* [QUOTED PASSAGE]:
They also may have had trouble getting the necessary spring financing.  Ever since our local banks were absorbed into regional and national ones after the shock of 2008, it has been obvious small businesses are not getting the resources they need.

I went to another store, which a friend had mentioned.  It had a reasonable number of shrubs, but all the roses of Sharon were white varieties: Diana, Helene, Red Heart.  They were kept outdoors, but in a sheltered area.

I came home, and did the unthinkable for May.  Looked for pink roses of Sharon on-line.  I found only one source, and they were backordered.  That led me to suspect there was one source for Lady Stanley, and it was having problems of its own.  Banks probably became more unreliable after the failure of Silicon Valley Bank in early March.  Many nurseries are on the west coast.

By Tuesday morning, I had enough of the Russian thistles removed that I could plant grass seed in bare areas I had discovered over the winter when I was ferreting out long buried pieces of concrete.  The weather bureau was suggesting a 40% chance of rain that day in Los Alamos, and 60% in Santa Fé.  I ran a sprinkler to the area, and bravely scattered seed.

It was just as well.  We got clouds and winds, but no moisture.

On Tuesday afternoon, I went into town for the weekly stops at the grocery store and post office.  On the way back I went into the local garden center.  It had cut back its inventory years ago, when the big boxes took away many of its casual customers.  It narrowed its offerings to fruit trees, vegetables, and a few flowers supplied by local farmers.

It kept its stock in an enclosed shed, but had gotten nothing new since the fruit trees.  The bare roots roses had suffered and were on sale for five dollars.  By coincidence that morning I had rued cheap roses no longer were available. Once, one local store sold then for five dollars; now the cheapest anywhere were in the twenties.  I was considering using some as a barrier in the retaining wall I had built outside my gate.  It was unlikely any would survive that location, but I was willing to risk a small amount of money to try.  I bought three that had sprouted.

There had been a break in the winds, so I put them out on Wednesday morning.  Of course, the winds started again that day, reaching 41 mph in Santa Fé.  The leaves wilted, and have yet to recover.

I also planted some seeds that day in the planter.  The soil was now warm enough for them to germinate.  A few reseeds already had come up in the area.

I couldn’t continue putting in seeds, because I needed to plant those shrubs I ordered first.  I turned to restoring the area disturbed by the fence menders.  When they dug out dirt for the replacement section, they dumped it all on my side, even though most of it had come from my neighbor’s side.  They buried the few iris that already had been stepped on.

I spent parts of Thursday, Friday, and Saturday laying wooden posts on the ground to divert or slow the waters that washed down from my uphill neighbor.  By yesterday, I had reached the area with the new fence section.

* [WRITTEN TASK A]:
Answer these questions from the garden journal above:
(i) Which white varieties of rose of Sharon did the store a friend had mentioned carry?
(ii) For what price were the bare root roses at the local garden center on sale?
(iii) What wind speed was reached in Santa Fé on the day the roses were put out?
* [WRITTEN TASK B]:
Quote the garden journal between "By Tuesday morning, I" and "by local farmers.", inclusive.

* [INFORMATION SUPPLIED]:
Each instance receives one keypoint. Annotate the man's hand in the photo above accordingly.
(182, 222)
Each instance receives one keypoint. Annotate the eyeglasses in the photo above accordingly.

* [WRITTEN RESPONSE A]:
(i) Diana, Helene, and Red Heart.
(ii) Five dollars.
(iii) 41 mph.

* [WRITTEN RESPONSE B]:
By Tuesday morning, I had enough of the Russian thistles removed that I could plant grass seed in bare areas I had discovered over the winter when I was ferreting out long buried pieces of concrete.  The weather bureau was suggesting a 40% chance of rain that day in Los Alamos, and 60% in Santa Fé.  I ran a sprinkler to the area, and bravely scattered seed.

It was just as well.  We got clouds and winds, but no moisture.

On Tuesday afternoon, I went into town for the weekly stops at the grocery store and post office.  On the way back I went into the local garden center.  It had cut back its inventory years ago, when the big boxes took away many of its casual customers.  It narrowed its offerings to fruit trees, vegetables, and a few flowers supplied by local farmers.